Job — Report only the number of lines in the listing below that contain the string "scrap". Matching is case-sensitive.

(Entries from a point annotation set)
/---

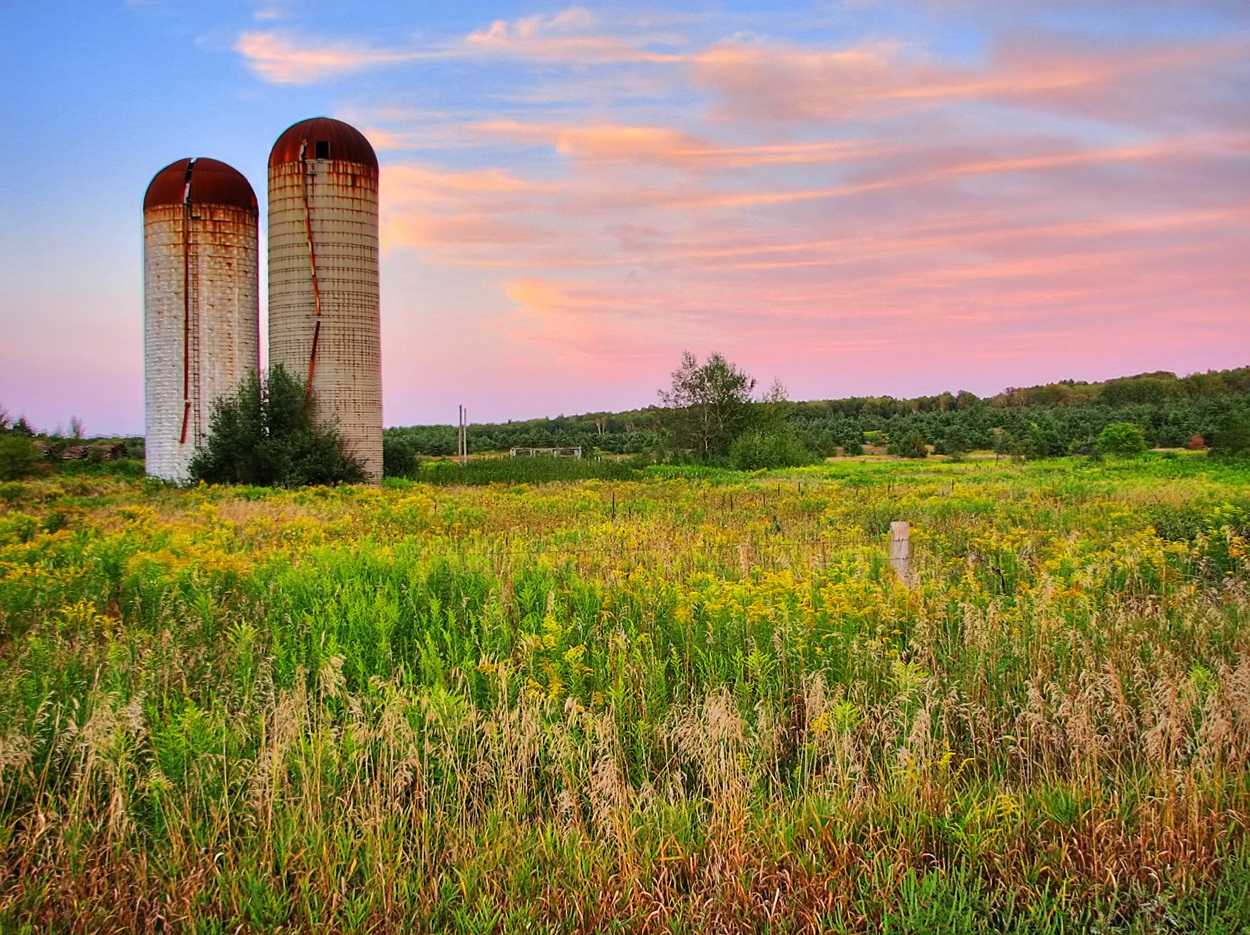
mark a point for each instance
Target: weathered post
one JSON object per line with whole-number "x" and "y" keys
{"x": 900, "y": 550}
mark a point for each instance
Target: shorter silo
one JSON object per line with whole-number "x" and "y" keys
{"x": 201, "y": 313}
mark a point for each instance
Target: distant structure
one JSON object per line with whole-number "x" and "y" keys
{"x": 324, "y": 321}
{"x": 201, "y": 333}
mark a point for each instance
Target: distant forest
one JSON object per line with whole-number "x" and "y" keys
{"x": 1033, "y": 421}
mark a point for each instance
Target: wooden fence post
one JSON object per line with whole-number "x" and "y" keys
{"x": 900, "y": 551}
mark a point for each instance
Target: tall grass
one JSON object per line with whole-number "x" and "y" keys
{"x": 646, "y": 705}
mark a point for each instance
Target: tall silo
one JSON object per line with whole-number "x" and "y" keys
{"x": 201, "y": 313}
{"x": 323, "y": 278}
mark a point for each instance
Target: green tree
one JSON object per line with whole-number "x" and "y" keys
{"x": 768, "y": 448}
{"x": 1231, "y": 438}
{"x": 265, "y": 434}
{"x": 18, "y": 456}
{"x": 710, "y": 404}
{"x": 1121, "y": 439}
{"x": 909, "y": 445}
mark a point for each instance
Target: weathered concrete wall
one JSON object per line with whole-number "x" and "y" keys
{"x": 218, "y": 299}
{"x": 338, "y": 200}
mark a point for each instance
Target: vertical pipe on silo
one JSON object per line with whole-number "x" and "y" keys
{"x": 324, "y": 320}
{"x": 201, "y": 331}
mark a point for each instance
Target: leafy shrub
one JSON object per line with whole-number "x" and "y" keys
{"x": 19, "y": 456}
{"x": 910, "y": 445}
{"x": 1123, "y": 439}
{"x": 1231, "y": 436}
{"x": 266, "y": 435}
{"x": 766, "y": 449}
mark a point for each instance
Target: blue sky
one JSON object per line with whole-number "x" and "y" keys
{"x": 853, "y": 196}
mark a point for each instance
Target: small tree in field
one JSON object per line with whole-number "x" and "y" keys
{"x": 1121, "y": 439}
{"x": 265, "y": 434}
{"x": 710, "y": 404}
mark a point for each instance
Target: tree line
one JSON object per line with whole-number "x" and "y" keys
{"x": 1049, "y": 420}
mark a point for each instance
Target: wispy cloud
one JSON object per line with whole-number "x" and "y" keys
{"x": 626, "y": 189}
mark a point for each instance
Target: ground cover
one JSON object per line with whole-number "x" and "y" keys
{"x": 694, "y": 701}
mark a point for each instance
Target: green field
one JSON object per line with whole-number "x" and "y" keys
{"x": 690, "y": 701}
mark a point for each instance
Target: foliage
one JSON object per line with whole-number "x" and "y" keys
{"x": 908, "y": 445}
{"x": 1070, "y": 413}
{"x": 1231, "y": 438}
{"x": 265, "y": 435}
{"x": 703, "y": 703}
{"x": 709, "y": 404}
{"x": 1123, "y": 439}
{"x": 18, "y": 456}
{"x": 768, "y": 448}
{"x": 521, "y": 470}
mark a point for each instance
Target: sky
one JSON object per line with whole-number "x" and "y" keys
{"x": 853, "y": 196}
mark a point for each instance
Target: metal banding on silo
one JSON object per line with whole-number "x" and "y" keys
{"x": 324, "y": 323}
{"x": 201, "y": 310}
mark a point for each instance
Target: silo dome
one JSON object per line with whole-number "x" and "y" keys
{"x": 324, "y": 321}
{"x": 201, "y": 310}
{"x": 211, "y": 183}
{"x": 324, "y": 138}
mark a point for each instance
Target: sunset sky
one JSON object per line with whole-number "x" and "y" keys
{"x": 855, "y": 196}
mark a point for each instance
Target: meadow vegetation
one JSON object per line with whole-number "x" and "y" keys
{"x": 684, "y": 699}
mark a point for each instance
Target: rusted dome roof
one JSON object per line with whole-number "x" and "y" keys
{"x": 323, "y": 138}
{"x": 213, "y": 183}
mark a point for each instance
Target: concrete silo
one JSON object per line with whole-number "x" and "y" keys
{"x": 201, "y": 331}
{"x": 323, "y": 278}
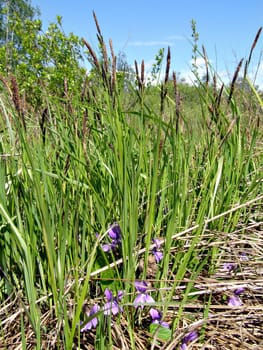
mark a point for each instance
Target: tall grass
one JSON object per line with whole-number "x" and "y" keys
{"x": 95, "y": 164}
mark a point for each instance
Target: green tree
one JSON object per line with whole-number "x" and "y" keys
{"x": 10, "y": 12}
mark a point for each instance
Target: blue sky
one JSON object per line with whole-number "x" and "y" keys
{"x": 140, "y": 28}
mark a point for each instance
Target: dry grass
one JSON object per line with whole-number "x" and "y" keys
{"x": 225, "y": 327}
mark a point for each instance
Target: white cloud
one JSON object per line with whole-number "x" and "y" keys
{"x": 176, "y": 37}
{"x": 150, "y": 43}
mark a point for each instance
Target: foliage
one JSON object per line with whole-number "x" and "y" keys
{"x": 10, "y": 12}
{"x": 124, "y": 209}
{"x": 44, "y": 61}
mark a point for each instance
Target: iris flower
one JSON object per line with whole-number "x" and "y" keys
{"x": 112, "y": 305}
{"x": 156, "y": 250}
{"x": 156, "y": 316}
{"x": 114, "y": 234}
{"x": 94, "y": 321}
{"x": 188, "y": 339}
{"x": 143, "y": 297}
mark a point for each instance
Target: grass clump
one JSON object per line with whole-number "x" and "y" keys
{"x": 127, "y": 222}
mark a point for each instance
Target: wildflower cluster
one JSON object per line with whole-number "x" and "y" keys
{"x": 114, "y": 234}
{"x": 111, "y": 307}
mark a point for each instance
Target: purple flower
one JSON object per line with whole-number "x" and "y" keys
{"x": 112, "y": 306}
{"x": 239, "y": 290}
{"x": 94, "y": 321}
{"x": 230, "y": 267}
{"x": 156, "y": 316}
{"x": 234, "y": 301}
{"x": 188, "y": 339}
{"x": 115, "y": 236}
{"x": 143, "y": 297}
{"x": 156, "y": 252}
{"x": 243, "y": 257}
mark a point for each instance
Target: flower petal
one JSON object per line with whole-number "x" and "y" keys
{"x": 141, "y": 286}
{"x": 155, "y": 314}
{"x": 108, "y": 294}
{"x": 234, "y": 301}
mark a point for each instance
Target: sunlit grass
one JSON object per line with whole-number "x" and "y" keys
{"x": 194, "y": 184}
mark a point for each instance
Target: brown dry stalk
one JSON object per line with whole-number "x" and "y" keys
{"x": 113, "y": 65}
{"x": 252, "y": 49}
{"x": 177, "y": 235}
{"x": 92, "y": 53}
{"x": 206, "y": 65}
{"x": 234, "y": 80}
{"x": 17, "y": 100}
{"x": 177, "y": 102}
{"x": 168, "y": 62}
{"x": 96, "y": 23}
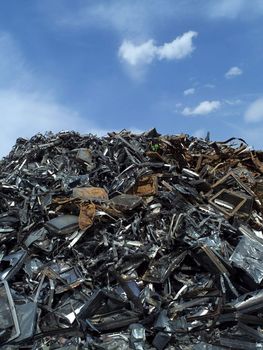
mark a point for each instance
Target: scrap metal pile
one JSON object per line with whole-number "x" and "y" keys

\---
/---

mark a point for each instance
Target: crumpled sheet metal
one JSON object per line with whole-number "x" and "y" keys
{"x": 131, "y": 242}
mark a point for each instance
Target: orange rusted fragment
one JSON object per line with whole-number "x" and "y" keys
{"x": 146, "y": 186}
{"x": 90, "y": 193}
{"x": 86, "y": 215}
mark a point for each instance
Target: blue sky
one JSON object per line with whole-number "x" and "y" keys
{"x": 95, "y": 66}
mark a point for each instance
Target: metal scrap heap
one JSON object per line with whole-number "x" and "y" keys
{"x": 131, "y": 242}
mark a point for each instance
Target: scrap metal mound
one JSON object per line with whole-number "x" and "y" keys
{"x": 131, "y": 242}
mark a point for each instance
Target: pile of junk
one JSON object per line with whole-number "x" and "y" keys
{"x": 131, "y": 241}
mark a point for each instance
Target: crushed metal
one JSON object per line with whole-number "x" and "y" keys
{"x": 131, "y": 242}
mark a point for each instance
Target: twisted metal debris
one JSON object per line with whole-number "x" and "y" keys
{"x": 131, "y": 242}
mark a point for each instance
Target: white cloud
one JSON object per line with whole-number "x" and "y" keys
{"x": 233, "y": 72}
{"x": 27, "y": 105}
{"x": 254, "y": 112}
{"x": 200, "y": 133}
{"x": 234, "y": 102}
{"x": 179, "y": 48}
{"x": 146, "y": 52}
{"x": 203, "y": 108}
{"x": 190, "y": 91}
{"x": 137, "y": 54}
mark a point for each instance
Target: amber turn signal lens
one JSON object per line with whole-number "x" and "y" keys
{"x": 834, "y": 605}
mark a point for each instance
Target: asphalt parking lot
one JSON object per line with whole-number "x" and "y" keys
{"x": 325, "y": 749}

\---
/---

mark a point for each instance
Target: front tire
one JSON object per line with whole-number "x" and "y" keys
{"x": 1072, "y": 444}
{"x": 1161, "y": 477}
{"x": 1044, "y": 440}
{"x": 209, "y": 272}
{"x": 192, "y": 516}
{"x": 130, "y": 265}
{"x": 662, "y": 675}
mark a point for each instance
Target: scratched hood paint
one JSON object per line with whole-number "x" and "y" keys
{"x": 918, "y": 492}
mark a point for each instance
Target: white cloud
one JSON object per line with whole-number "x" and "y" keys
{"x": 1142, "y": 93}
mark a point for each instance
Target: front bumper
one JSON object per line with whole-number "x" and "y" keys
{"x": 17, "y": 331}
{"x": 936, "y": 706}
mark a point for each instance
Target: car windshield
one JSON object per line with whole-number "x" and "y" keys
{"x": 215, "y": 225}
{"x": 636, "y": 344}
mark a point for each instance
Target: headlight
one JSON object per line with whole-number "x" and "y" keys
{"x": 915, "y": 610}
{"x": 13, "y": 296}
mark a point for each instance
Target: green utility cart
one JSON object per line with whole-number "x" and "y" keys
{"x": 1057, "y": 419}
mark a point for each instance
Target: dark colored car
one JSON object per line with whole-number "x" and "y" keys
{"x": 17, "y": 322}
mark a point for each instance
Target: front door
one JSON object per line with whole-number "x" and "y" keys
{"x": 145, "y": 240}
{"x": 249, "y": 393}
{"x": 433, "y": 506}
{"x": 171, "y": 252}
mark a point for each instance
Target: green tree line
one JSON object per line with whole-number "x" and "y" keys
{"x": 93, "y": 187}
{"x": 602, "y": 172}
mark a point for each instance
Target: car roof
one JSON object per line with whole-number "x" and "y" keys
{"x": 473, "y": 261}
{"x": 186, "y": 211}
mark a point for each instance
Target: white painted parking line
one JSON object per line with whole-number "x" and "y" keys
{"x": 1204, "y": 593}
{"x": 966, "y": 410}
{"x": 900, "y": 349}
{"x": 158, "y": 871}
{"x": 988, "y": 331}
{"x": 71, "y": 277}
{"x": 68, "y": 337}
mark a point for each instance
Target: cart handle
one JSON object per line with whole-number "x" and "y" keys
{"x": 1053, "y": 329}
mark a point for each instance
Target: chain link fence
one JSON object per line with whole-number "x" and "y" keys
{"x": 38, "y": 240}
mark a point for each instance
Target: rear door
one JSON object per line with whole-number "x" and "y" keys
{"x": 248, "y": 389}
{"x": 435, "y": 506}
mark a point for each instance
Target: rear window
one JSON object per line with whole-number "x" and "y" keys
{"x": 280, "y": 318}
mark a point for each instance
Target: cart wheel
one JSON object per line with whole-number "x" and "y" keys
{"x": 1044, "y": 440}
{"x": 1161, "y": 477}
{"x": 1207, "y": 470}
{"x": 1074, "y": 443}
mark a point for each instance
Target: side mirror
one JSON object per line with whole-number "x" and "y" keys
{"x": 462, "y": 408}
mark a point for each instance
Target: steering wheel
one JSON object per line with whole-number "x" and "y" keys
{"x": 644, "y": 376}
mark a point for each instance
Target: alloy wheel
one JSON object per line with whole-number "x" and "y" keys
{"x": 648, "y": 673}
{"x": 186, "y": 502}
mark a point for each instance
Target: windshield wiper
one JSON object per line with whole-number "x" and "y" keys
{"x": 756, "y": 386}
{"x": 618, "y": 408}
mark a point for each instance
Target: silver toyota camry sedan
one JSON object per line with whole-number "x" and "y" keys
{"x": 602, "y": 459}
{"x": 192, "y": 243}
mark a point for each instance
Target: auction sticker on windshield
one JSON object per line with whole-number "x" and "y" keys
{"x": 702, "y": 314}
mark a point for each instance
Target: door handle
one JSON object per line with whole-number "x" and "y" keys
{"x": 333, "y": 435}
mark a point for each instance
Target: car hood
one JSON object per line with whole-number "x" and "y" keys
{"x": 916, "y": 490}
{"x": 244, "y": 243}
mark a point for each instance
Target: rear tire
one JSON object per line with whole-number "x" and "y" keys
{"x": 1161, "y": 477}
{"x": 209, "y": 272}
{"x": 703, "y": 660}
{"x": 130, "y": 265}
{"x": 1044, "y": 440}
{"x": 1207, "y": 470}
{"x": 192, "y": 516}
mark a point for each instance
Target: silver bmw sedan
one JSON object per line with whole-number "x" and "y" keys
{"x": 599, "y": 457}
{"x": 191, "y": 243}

\---

The response — 3